* PAGE EXCERPT *
──────────────────────────────

LEGO Bows To Greenpeace Campaign, Breaks Ties With Shell

LEGO, whose toy building blocks are known for charming children’s constructions, will end its five-decade marketing ties with Royal Dutch Shell under pressure from Greenpeace, which says the oil company is guilty of vast pollution and has been exploiting LEGO to improve its image.

Greenpeace began a campaign in July to bring public pressure on the Danish toy manufacturer to end its contract with Shell, the Anglo-Dutch energy giant, and so far has gathered slightly more than 1 million signatures – short of its goal of 1.25 million – on a petition to pressure LEGO.

Much of the focus of the Greenpeace campaign was Shell’s planned work in the Arctic. In January, it canceled plans to drill there for oil this year, but in August, it submitted to U.S. authorities a new plan for offshore oil exploration in the Arctic Ocean off the northwest coast of Alaska in 2015.

Related: The 10 Worst Energy-Related Disasters Of Modern Times

Since 1966, LEGO has produced sets of its construction toys that include blocks and other items featuring Shell’s logo and other petroleum-related items. As recently as 2014, it manufactured kits featuring miniature Grand Prix articles, including racecars and a finish line.

──────────────────────────────

* SOURCE EXCERPT *
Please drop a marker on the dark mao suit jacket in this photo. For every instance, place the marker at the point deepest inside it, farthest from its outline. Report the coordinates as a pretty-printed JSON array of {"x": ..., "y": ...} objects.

──────────────────────────────

* WHAT IS ASKED *
1. According to the LEGO and Shell article, why is LEGO ending its marketing ties with Shell?
2. Transcribe the LEGO and Shell article from "LEGO Bows To" up to and including "improve its image.".

* RESULTS BY TASK *
1. LEGO is ending the ties under pressure from Greenpeace. Greenpeace says Shell is guilty of vast pollution and has been exploiting LEGO to improve its image.

2.
LEGO Bows To Greenpeace Campaign, Breaks Ties With Shell

LEGO, whose toy building blocks are known for charming children’s constructions, will end its five-decade marketing ties with Royal Dutch Shell under pressure from Greenpeace, which says the oil company is guilty of vast pollution and has been exploiting LEGO to improve its image.